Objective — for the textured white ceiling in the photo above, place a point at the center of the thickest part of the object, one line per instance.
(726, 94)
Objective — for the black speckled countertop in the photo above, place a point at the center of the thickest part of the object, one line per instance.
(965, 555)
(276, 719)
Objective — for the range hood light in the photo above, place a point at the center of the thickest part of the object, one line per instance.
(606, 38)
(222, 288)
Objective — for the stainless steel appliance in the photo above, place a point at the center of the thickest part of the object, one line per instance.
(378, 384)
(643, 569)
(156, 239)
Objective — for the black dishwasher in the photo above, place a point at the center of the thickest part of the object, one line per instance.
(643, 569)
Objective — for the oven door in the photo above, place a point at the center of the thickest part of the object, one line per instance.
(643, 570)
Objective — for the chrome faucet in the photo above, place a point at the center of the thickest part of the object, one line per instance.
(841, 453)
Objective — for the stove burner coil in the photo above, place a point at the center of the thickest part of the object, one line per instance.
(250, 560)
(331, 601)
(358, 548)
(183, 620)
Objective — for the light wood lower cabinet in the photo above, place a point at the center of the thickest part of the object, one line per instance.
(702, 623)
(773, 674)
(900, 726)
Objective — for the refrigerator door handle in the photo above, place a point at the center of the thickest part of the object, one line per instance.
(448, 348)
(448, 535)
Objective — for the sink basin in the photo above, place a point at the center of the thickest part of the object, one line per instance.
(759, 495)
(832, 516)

What you are asked to do: Retype all the records, matching them exactly.

Reply:
Objective — for the textured white ceiling in the photo above, place a point at the center of the thickest part of the object, one line per instance.
(726, 94)
Objective — for the black speckled countertop in the photo above, place a point at the center of the thickest part of the object, one line per instance.
(965, 555)
(276, 719)
Objective — for the range hood light in the photo above, place a point at the center of the thickest part of the object, one line per instance.
(606, 38)
(222, 288)
Objective — for the stainless steel appliance in the photo above, place a point at the center of the thickest part of the object, one line per instance.
(378, 384)
(643, 569)
(156, 239)
Objective — for the black dishwasher in the photo above, place a point at the center of the thickest part of the object, one line per instance.
(643, 569)
Objective — for the oven door in the photo above, place a point at the center of the thickest part of the object, one line per instance.
(643, 570)
Objective — for the chrome faucet in the photo above, place a point at the center of the thickest part of the object, one line per instance.
(841, 453)
Objective — for the stove burner coil in the photo above, place a point at the center of the thickest part of the object, one line per instance.
(250, 560)
(331, 601)
(358, 548)
(183, 620)
Objective — for the light wood lower cabinet in the photo above, place a point at the center of the thickest part of the object, one line per instance.
(702, 623)
(773, 674)
(900, 726)
Objective — for the refrigerator door handle in the photo above, place a point at the center of the thickest part of the object, one line per instance.
(448, 348)
(448, 535)
Objective — for the sink basin in the photo above, place a point at the center of the thickest part of the object, one line per instance.
(759, 495)
(832, 516)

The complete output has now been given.